Given passage:
6.1 To secure its obligations to the Beneficiary and
the Lenders under the Credit Agreement, Trustor executed an
Amended and Restated Construction Deed of Trust, Fixture Filing
and Security Agreement with Assignment of Rents in favor of First
American Title Insurance Company of Nevada, as Trustee (the
"Trustee"), and the Beneficiary, encumbering the real property
described on Exhibit A hereto (the "Deed of Trust"). The Deed of
Trust was recorded on May 31, 1995 in Book 4312, Page 814, as
Document No. 1897110 of the Official Records of Washoe County,
Nevada.
C. The parties to the Deed of Trust desire to amend
the Deed of Trust so that the Deed of Trust shall hereafter
secure all obligations of Trustor to the Beneficiary and the
Lenders under interest rate swap agreements, currency swap
agreements, and similar hedging arrangements, interest rate
swaps, caps and/or collar agreements.
NOW, THEREFORE, Trustor and Beneficiary hereby agree to
amend the Deed of Trust as follows:
6.1.1 After the paragraph entitled Fifth on
page eleven of the Deed of Trust, the following paragraph is
hereby by added and the Agreement amended to read as follows:
Sixth: Payment and performance by Trustor of
each and every obligation of Trustor with
respect to interest rate swap agreements,
currency swap agreements, and similar hedging
arrangements, interest rate swaps, caps
and/or collar agreements entered into with
any Lender which is party to the Credit
Agreement, (each such agreement being
referred to herein as an "Interest Rate
Agreement"), each covenant, promise and
agreement contained in any Interest Rate
Agreement, and the costs and expenses of
enforcement against Trustor of any Interest
Rate Agreements.

Data listing:

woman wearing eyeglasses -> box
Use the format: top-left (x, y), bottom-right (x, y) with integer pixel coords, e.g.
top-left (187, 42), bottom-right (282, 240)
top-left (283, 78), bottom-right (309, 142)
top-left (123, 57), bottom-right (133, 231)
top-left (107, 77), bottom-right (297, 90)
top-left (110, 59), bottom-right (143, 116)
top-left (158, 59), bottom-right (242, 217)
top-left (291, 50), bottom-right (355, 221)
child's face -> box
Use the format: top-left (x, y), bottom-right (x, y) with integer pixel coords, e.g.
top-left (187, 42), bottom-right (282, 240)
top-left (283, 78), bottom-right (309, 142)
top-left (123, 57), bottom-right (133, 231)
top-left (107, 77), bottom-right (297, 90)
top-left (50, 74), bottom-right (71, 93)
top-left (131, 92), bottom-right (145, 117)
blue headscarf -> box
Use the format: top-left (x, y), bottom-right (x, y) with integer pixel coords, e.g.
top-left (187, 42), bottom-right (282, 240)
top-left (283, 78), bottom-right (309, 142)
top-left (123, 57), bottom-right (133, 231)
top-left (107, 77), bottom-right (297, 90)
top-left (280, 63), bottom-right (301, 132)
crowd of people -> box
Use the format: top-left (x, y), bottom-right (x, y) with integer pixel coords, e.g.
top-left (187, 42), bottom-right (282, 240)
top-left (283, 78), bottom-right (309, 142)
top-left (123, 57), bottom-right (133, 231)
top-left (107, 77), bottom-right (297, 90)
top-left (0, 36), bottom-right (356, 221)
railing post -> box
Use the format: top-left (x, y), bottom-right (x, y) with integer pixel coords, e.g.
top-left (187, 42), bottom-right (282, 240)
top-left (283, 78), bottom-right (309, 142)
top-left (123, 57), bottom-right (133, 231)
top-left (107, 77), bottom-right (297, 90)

What to work on:
1/ From the deed of trust amendment, extract the passage that begins with "C. The parties" and runs through "and/or collar agreements.".
2/ Copy the records word for word, beginning at their first line and continuing through the line with "top-left (131, 92), bottom-right (145, 117)", both ends included.

List of solutions:
1/
C. The parties to the Deed of Trust desire to amend
the Deed of Trust so that the Deed of Trust shall hereafter
secure all obligations of Trustor to the Beneficiary and the
Lenders under interest rate swap agreements, currency swap
agreements, and similar hedging arrangements, interest rate
swaps, caps and/or collar agreements.

2/
woman wearing eyeglasses -> box
Use the format: top-left (x, y), bottom-right (x, y) with integer pixel coords, e.g.
top-left (187, 42), bottom-right (282, 240)
top-left (283, 78), bottom-right (309, 142)
top-left (123, 57), bottom-right (133, 231)
top-left (107, 77), bottom-right (297, 90)
top-left (110, 59), bottom-right (143, 116)
top-left (158, 59), bottom-right (242, 217)
top-left (291, 50), bottom-right (355, 221)
child's face -> box
Use the format: top-left (x, y), bottom-right (x, y) with integer pixel coords, e.g.
top-left (187, 42), bottom-right (282, 240)
top-left (283, 78), bottom-right (309, 142)
top-left (123, 57), bottom-right (133, 231)
top-left (107, 77), bottom-right (297, 90)
top-left (50, 74), bottom-right (71, 93)
top-left (131, 92), bottom-right (145, 117)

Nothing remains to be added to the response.